TASK STATEMENT: Put the lines from the one with "tag the boy's brown hair" through the end of the items into a Markdown table with the columns Row and Item line, numbering each row and leaving out blank lines.

───── PROVIDED MATERIAL ─────

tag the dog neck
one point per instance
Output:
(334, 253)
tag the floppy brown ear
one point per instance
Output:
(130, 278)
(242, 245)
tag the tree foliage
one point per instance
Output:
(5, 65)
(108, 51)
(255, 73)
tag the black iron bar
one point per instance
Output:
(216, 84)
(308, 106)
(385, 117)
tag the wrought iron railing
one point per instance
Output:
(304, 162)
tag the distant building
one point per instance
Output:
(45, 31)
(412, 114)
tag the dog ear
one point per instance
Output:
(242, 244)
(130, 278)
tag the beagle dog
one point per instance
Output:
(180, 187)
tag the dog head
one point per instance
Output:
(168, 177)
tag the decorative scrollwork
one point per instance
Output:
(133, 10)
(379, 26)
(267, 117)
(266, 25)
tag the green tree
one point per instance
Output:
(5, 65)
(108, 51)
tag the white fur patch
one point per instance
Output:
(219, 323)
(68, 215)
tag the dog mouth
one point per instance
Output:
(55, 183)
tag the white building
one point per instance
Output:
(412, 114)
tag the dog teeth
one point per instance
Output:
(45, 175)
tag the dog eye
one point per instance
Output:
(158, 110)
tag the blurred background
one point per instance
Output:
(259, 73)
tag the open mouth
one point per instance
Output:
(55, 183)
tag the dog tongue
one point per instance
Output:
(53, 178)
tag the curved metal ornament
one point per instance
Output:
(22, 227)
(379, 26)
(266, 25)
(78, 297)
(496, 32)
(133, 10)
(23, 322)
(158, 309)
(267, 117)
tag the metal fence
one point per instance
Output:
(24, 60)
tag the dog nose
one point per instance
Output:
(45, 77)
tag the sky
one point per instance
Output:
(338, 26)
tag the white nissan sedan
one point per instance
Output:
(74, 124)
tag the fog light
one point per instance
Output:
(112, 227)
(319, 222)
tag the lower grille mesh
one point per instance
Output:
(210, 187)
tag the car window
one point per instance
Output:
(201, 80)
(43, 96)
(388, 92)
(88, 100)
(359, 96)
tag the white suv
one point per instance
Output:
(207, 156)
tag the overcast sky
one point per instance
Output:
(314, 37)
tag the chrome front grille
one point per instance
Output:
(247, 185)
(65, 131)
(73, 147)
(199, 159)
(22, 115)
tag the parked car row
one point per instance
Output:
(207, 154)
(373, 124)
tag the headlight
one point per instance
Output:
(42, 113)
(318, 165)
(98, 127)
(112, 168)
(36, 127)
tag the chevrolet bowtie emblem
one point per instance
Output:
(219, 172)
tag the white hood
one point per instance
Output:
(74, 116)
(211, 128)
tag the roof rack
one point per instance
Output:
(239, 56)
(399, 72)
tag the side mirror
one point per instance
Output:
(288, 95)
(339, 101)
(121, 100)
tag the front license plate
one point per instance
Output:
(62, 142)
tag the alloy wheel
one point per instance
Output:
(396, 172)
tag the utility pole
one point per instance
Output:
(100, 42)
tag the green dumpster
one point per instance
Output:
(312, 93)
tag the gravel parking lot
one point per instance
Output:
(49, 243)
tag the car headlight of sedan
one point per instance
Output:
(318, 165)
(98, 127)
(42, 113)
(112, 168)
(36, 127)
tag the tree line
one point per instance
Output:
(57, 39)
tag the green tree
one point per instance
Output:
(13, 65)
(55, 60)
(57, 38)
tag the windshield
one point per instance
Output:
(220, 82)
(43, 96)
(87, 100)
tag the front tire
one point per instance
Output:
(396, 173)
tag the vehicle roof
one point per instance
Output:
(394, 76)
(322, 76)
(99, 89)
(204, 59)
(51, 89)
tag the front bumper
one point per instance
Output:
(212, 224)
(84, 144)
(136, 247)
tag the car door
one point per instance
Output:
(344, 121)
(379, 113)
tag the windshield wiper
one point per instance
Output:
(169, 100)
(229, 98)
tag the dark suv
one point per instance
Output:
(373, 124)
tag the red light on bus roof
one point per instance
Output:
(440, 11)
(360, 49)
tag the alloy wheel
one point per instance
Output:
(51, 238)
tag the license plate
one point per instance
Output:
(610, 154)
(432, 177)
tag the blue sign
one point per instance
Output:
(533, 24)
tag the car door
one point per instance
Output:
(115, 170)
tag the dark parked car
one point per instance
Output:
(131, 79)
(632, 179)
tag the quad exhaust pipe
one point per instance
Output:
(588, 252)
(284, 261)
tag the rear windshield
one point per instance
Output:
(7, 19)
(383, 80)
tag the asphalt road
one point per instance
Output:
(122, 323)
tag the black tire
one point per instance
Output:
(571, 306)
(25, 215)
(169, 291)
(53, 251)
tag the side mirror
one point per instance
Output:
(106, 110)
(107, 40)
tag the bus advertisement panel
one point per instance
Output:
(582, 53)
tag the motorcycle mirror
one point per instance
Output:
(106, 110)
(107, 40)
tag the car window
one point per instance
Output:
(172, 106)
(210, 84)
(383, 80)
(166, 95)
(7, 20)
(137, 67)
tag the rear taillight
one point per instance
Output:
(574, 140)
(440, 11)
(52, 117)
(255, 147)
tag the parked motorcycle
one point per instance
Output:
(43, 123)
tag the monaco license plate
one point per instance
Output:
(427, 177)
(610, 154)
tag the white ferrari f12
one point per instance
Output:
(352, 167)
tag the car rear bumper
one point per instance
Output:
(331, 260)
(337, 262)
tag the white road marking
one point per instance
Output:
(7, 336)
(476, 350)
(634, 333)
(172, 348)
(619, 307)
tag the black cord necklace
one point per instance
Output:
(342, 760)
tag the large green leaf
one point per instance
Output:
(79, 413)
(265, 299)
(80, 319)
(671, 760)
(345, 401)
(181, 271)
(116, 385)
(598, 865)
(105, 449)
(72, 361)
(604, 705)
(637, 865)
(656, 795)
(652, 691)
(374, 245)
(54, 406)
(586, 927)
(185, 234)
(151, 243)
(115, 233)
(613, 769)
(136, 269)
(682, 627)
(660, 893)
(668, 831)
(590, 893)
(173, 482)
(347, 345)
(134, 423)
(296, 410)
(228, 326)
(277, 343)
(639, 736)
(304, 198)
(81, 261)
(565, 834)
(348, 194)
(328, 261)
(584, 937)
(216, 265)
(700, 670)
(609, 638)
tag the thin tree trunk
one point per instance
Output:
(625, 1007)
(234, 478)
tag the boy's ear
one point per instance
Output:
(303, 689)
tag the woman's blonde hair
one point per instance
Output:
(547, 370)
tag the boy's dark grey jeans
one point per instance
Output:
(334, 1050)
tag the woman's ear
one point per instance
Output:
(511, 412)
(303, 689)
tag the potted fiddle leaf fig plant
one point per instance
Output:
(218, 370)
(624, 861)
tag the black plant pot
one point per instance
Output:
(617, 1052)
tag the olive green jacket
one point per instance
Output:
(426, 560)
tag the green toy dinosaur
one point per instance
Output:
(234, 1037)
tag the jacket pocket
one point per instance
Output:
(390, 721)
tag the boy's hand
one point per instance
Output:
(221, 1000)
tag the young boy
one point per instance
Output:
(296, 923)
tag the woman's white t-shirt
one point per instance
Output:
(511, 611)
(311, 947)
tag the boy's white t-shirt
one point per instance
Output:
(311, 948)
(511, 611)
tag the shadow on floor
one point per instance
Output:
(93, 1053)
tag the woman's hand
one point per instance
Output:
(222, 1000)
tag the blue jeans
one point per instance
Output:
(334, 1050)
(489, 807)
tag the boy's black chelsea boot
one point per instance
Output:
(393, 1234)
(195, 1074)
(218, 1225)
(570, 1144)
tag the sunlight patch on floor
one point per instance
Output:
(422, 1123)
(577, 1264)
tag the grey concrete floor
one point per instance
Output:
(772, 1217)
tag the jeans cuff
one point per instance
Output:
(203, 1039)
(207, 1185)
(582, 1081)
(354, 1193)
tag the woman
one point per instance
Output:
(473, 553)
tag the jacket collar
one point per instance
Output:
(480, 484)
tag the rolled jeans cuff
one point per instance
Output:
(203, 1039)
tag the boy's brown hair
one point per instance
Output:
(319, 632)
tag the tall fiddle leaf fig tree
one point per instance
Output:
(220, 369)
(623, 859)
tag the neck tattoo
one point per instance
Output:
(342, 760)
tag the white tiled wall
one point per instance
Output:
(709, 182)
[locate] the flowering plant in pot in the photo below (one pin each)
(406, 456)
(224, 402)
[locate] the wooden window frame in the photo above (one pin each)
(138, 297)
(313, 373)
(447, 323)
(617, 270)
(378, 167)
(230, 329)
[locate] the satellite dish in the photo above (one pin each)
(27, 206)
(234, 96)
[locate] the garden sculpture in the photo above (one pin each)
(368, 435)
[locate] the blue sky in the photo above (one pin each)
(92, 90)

─────

WRITTEN SOLUTION:
| Row | Item line |
|---|---|
| 1 | tag the boy's brown hair |
| 2 | one point per instance |
| 3 | Output: |
| 4 | (319, 632) |
| 5 | tag the tall fiddle leaf fig tree |
| 6 | one point per instance |
| 7 | Output: |
| 8 | (220, 369) |
| 9 | (623, 859) |
| 10 | tag the neck tattoo |
| 11 | one point per instance |
| 12 | Output: |
| 13 | (342, 760) |
| 14 | tag the white tiled wall |
| 15 | one point per instance |
| 16 | Output: |
| 17 | (709, 182) |
| 18 | [locate] the flowering plant in pot in the photo below (one pin each) |
| 19 | (406, 456) |
| 20 | (224, 402) |
| 21 | [locate] the wooden window frame in the photo above (one pin each) |
| 22 | (138, 297) |
| 23 | (313, 373) |
| 24 | (447, 323) |
| 25 | (617, 270) |
| 26 | (378, 167) |
| 27 | (230, 329) |
| 28 | [locate] the satellite dish in the photo above (one pin each) |
| 29 | (27, 206) |
| 30 | (234, 96) |
| 31 | [locate] the garden sculpture in the photo above (one pin each) |
| 32 | (368, 435) |
| 33 | [locate] the blue sky in the photo above (one pin each) |
| 34 | (92, 90) |